_TO DO_:
Copy the lines below exactly, starting at the line that contains "Where can the wooden" and stopping after the last line, and include no other lines.

*** Opening DATA ***

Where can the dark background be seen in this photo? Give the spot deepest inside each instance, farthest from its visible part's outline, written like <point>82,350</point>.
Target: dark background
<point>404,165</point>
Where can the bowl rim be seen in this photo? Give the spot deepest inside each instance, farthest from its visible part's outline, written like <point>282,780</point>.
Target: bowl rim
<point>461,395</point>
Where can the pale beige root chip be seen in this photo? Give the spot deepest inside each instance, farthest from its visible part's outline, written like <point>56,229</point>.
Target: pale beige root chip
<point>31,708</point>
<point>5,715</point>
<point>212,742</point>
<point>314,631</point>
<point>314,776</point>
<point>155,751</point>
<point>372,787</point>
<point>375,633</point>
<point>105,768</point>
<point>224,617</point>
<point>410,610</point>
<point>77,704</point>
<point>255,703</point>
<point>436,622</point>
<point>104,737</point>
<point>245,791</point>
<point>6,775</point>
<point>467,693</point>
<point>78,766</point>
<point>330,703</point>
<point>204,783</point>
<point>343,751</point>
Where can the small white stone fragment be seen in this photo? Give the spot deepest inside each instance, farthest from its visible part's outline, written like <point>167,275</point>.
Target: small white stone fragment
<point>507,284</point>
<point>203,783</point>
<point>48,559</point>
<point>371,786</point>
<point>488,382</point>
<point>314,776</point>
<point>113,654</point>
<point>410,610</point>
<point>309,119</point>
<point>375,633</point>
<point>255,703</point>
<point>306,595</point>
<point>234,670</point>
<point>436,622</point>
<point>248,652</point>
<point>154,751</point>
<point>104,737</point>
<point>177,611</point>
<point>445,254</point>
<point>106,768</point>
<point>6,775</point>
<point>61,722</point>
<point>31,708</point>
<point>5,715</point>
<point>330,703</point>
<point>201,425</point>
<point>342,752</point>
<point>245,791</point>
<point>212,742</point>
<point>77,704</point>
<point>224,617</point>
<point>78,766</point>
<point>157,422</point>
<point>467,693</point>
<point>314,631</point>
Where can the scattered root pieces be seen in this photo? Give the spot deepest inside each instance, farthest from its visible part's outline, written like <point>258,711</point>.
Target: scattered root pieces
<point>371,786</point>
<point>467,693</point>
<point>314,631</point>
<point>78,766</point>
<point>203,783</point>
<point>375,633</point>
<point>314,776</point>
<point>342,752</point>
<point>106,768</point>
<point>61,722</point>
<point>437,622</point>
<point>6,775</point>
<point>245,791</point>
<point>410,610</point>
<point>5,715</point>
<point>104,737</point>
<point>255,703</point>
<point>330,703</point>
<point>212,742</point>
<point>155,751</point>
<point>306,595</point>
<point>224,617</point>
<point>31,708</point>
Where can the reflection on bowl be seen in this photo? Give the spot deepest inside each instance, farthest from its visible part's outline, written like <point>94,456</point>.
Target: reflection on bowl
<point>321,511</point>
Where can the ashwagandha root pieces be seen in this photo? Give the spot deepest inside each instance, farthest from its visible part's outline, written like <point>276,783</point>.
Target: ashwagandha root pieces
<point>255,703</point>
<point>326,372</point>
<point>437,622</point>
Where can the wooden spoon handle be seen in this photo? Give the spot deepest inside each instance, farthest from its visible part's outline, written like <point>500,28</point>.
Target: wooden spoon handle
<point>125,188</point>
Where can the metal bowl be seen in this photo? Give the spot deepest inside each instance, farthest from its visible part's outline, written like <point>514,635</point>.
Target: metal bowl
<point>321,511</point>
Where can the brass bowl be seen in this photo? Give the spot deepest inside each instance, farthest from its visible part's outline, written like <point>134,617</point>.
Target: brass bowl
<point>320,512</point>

*** Closing DATA ***

_REPLY_:
Where can the wooden spoon handle be seen in this photo? Give the spot deepest inside each instance, farthest from its visible part's outline, written like <point>500,28</point>.
Target: wooden spoon handle
<point>125,188</point>
Where can the metal bowl be seen in this photo? Give the spot deepest inside each instance, farthest from its visible part's outline, written like <point>514,635</point>.
Target: metal bowl
<point>321,511</point>
Where can the brass bowl be seen in this photo? Give the spot deepest inside each instance, farthest from its visible part's outline, written like <point>134,617</point>.
Target: brass bowl
<point>320,512</point>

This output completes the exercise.